Return every entry below exactly as written.

──────

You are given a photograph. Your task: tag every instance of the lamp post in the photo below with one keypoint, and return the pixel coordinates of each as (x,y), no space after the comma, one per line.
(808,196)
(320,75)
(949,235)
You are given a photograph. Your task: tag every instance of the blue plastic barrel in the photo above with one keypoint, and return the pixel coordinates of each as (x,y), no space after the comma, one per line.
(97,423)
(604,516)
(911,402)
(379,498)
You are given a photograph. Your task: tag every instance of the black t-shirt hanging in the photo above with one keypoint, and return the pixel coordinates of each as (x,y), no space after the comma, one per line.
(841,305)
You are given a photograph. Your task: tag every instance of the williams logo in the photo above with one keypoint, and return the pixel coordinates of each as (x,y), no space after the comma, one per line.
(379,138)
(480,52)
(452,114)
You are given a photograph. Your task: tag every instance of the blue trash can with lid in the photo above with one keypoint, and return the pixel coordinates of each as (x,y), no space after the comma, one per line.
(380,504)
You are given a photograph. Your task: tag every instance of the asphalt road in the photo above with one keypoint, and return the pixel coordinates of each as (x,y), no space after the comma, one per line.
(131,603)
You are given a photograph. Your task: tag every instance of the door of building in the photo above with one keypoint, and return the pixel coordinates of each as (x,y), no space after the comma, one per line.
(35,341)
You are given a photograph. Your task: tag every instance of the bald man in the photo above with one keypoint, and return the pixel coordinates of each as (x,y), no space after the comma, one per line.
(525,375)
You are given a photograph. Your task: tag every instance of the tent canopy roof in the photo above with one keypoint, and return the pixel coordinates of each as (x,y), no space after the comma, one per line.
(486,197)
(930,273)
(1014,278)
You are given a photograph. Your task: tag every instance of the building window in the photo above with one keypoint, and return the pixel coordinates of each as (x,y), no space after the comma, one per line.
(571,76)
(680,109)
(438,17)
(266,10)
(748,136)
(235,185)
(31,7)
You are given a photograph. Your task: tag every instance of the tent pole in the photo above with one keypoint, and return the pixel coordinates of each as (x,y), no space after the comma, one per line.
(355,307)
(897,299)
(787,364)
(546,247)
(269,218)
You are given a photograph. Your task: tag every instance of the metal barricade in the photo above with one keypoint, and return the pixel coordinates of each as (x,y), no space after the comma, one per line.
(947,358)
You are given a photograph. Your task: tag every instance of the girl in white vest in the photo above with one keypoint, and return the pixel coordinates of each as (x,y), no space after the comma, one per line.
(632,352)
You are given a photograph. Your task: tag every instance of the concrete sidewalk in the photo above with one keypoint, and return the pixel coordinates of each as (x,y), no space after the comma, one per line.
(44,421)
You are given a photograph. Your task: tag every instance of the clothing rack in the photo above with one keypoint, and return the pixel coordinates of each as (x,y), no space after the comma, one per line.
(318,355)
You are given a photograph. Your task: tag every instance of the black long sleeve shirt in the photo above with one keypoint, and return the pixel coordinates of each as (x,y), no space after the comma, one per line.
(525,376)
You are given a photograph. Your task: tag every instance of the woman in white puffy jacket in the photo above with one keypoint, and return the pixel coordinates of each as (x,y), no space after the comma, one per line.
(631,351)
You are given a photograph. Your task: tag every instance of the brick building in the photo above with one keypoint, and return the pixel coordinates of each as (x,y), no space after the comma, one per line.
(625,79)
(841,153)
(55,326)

──────

▸ PROBLEM SOLUTION
You are given a photograph. Your task: tag every instance of the lamp post in the photo below with one keypoint, and return the pixel coordinates of each as (x,y), no space after the comma, one per line.
(808,196)
(320,75)
(949,235)
You are given a photograph. Your task: tag every instance of the blue plastic barrel in the photo above with one keypoint, and return the pixel coordinates of each as (x,y), no space after the comma, one per line.
(97,423)
(604,516)
(911,402)
(379,498)
You are given a photograph. Your task: tag every instance of the black t-shirt hanging in the photo above with one keypoint, and return the pixel coordinates of each as (x,y), no space after the comma, one per line.
(841,305)
You are given a photograph. Your task: tag every instance of the williams logo in the photo above with one keypoint, and return the pixel coordinates of each as (x,y), no space after the comma, one per line.
(379,138)
(480,52)
(452,114)
You are given a photograph. Your task: tag every instance of the blue trash can with lid in the photo above with one keypoint, and return the pixel coordinates of each as (x,y), no space after the comma, one per line.
(380,504)
You are given a photograph. Your task: tag every instance of the asphalt road in the photo above with one keypoint, and return the pixel coordinates of each as (x,y), no space after the comma, one per line.
(131,603)
You are given a photograph. Your task: tag every instance of the door of building in the photo above with one keypoint, and return the pixel coordinates of each as (x,y), no space after the comma, one per line.
(35,341)
You are given a photograph. Your task: tag every instance of the bald man in the photo above with one keypoint, and return the pixel coordinates of each as (x,y), no space after the comma, one per line.
(525,375)
You are given a photograph. Your task: tag every instance of the tent canopy roof in the photo above with one keypoint, and return the pixel coordinates of each as (x,y), no space after the comma, one per line.
(486,197)
(930,273)
(1014,278)
You are given a photograph. Your task: tag every instance of the building window in the photo above with one keypoint, and return the pixel coordinates of each as (x,y), no space after the comma, one per line.
(571,76)
(680,109)
(438,17)
(266,10)
(748,136)
(235,185)
(31,7)
You are given a photograph. Your task: tag every instance of the tent pole in the photo above with one keypoint, and return the pixel coordinates of each as (x,y), no space after the comma, one per line.
(355,307)
(897,299)
(787,364)
(546,247)
(269,218)
You are given a photograph. Your task: tag every instance of the metal barricade in the photo above with one keypoint, and return the pixel coordinates of each as (x,y), no space after the comma, one per line.
(947,358)
You are given a photograph. Your task: tag every instance of the girl in white vest in the photo above with one keypoint, and return the pixel coordinates of each as (x,y), no space after the comma, one per line.
(632,352)
You are given a photograph. Your task: tag every instance of the concrete sidewalk in the photo above with one keypoint, and return the pixel coordinates of each as (x,y), no space after the comma, one per line.
(44,421)
You are given a photograph. Your task: tag every instance of the clothing rack in the photo above with one keypoint, and return the pixel coordinates of each as (x,y), no space after the comma, one per line.
(318,355)
You are given a photograph. Your task: tag every instance of the black long sleeve shirt in the photo above with one keypoint, and return the pixel coordinates of each as (x,y), no space after the comma, one per line.
(525,376)
You are given a photograph. Your task: tag every instance of the woman in white puffy jacket in the photo above with one keypoint, and return the pixel coordinates of each as (x,y), no space after the comma, one per line.
(631,351)
You are given a photograph. Your task: tag every instance of the brick building in the photo above with one keypoint, and return the pixel coordinates of each as (x,y), no space after the comma, one per line.
(625,79)
(841,153)
(55,326)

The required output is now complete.